■ TEXT PASSAGE

DeFord also spoke about the collaborative innovation he saw firsthand at the Burning Man festival in the desert this summer, in which participants work for the greater good, and come up with innovative ways to solve in-the-moment group effort challenges.

Following his presentation, DeFord spoke one-on-one with Healthcare Informatics Editor-in-Chief Mark Hagland. Below are excerpts from that interview.

Things are moving forward so fast now. What would your message be to CIOs and CMIOs at this moment in healthcare, as they’re being asked more and more to become change leaders, not just technology experts?

A lot of it just boils down to, don’t be afraid of change. You’re probably already very involved, as the CIO in your organization, in seeing the change coming. You see the customer experience in lots of different organizations, and then you go back to your own organization and have to roll your eyes at the unwillingness to change. So, don’t be afraid to change. I think we’re moving into a time where 75-80 percent of the CIO’s job now is the people and process part, no longer the technology part. How do I help people understand where the organization should go, strategically speaking? And help people figure out what the underlying problem is, and help them realize that it involves process change?  Unfortunately, often, you wind up with CIOs who have fallen into the rut of being CTOs who are so overwhelmed by the day-to-day technology issues that they are marginalized and are no longer at the big table.

■ ASSIGNMENT
Reproduce the DeFord interview excerpt in full, word for word.

■ MATERIAL SUPPLIED
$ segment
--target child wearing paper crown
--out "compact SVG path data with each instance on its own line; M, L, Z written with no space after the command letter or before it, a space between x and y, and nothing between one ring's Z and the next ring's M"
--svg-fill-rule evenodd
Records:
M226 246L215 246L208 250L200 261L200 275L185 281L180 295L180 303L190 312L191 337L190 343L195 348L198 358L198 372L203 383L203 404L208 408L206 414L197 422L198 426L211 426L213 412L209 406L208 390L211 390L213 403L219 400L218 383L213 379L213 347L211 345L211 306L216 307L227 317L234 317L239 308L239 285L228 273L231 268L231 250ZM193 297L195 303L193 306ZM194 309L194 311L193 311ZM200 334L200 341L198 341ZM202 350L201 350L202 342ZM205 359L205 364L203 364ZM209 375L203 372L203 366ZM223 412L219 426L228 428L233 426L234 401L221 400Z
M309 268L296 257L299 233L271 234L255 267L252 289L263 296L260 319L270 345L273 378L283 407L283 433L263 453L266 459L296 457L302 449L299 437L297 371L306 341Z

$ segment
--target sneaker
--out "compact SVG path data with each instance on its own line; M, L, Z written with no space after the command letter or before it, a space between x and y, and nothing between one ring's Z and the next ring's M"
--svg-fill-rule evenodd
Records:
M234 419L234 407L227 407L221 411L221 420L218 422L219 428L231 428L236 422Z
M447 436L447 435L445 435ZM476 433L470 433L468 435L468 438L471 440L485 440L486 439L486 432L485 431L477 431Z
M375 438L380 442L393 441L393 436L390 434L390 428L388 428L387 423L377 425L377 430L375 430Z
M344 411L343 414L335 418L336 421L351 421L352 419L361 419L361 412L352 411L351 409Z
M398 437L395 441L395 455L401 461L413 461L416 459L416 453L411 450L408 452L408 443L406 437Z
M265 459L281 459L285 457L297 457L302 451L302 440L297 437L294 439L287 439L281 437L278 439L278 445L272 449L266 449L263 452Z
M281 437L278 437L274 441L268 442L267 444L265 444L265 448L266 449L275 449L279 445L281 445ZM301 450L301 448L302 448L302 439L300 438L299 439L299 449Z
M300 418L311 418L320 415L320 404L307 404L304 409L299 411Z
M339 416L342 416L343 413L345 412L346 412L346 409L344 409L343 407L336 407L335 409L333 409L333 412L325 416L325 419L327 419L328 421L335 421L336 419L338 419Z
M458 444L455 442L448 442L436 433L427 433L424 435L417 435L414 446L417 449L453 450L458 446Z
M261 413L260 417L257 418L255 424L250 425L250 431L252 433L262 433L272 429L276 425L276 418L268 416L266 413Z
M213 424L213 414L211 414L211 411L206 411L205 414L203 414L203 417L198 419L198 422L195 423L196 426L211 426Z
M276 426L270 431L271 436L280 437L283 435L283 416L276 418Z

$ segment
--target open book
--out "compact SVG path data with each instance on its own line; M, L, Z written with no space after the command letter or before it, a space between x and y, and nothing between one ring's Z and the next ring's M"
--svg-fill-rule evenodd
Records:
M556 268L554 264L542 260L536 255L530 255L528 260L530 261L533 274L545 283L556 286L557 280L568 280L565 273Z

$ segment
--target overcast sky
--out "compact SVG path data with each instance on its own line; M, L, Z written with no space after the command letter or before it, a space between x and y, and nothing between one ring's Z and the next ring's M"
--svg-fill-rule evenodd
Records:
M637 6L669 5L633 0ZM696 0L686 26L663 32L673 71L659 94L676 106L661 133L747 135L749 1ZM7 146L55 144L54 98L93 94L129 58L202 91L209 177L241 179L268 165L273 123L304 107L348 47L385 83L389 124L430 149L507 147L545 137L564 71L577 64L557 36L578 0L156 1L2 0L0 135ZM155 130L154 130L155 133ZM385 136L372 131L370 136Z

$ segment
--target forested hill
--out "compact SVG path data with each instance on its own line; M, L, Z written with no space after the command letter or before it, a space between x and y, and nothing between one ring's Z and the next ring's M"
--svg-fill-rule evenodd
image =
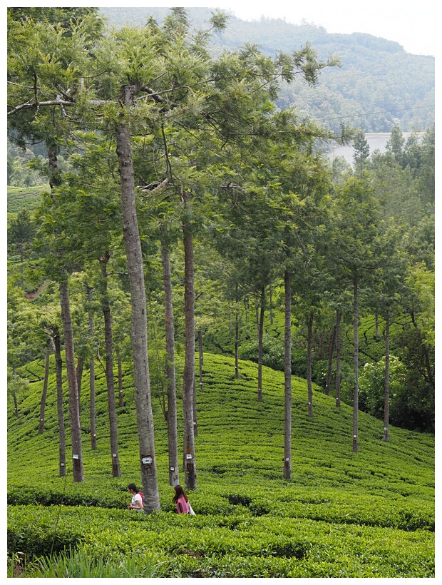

■ ANSWER SECTION
DeFord also spoke about the collaborative innovation he saw firsthand at the Burning Man festival in the desert this summer, in which participants work for the greater good, and come up with innovative ways to solve in-the-moment group effort challenges.

Following his presentation, DeFord spoke one-on-one with Healthcare Informatics Editor-in-Chief Mark Hagland. Below are excerpts from that interview.

Things are moving forward so fast now. What would your message be to CIOs and CMIOs at this moment in healthcare, as they’re being asked more and more to become change leaders, not just technology experts?

A lot of it just boils down to, don’t be afraid of change. You’re probably already very involved, as the CIO in your organization, in seeing the change coming. You see the customer experience in lots of different organizations, and then you go back to your own organization and have to roll your eyes at the unwillingness to change. So, don’t be afraid to change. I think we’re moving into a time where 75-80 percent of the CIO’s job now is the people and process part, no longer the technology part. How do I help people understand where the organization should go, strategically speaking? And help people figure out what the underlying problem is, and help them realize that it involves process change?  Unfortunately, often, you wind up with CIOs who have fallen into the rut of being CTOs who are so overwhelmed by the day-to-day technology issues that they are marginalized and are no longer at the big table.